Estratto della pagina:
-----

Maternità surrogata, il rischio dei bambini “scelti per catalogo”

Maternità surrogata

Il 28 gennaio la Corte costituzionale ha annunciato due sue pronunce, le cui motivazioni saranno pubblicate “nelle prossime settimane”, riguardanti la maternità surrogata. Il primo giudizio riguarda – così la nota stampa della Consulta – “le questioni di legittimità sollevate dalla Cassazione sull’impossibilità di riconoscere in Italia (…) un provvedimento giudiziario straniero che attribuisce lo stato di genitori a due uomini italiani uniti civilmente, che abbiano fatto ricorso alla tecnica della maternità surrogata”.

Il secondo riguarda il “riconoscimento dello status di figli per i nati mediante tecnica di procreazione medicalmente assistita eterologa, praticata all’estero da due donne”: il Tribunale di Padova, che l’ha sollevata, “ha riscontrato un vuoto di tutela”, perché le due donne hanno sciolto la loro convivenza, e questo rende non praticabile la c.d. stepchild adoption.

In entrambi i casi la Corte ha deciso di non intervenire. Per il primo, “fermo restando il divieto penalmente sanzionato di maternità surrogata, ha ritenuto che l’attuale quadro giuridico non assicuri piena tutela agli interessi del bambino nato con questa tecnica”, e perciò “ha (…) affermato la necessità di un intervento del legislatore”. Per il secondo “ha rivolto un forte monito al legislatore affinché individui urgentemente le forme più idonee di tutela dei minori”.

Provo una certo disagio a ricordare che nei manuali di diritto costituzionale ancora adesso si insegna che quando una norma di legge viene sottoposta all’esame della Corte costituzionale l’esito è l’inammissibilità, se la questione sollevata non è stata correttamente impostata dal giudice; il rigetto, se la norma impugnata viene valutata conforme alla Costituzione; l’accoglimento, se invece l’eccezione è ritenuta fondata, con conseguente declaratoria di illegittimità; l’interpretativa di rigetto, se la norma è ritenuta legittima a condizione che sia interpretata in modo diverso da come l’ha intesa il giudice che ha rimesso la questione alla Corte.

-----

Dati mostrati:
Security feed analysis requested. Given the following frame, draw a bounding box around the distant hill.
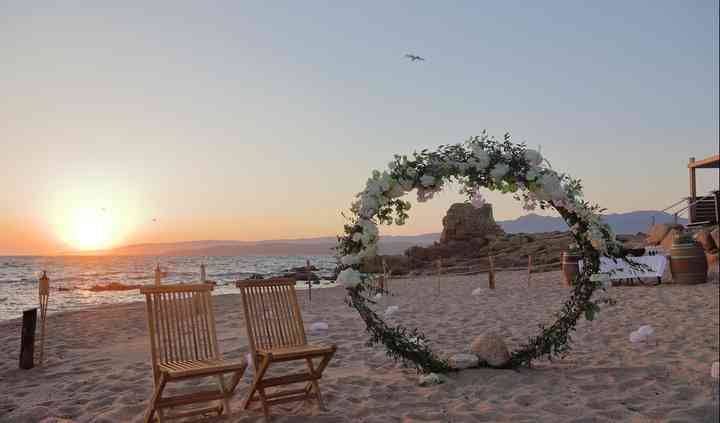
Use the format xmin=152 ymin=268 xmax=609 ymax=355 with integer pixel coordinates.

-----

Compito da svolgere: Riporta parola per parola la parte dell'estratto sulla maternità surrogata che va da "Il secondo riguarda" fino a "c.d. stepchild adoption." compreso.

Risposta qui sotto:
Il secondo riguarda il “riconoscimento dello status di figli per i nati mediante tecnica di procreazione medicalmente assistita eterologa, praticata all’estero da due donne”: il Tribunale di Padova, che l’ha sollevata, “ha riscontrato un vuoto di tutela”, perché le due donne hanno sciolto la loro convivenza, e questo rende non praticabile la c.d. stepchild adoption.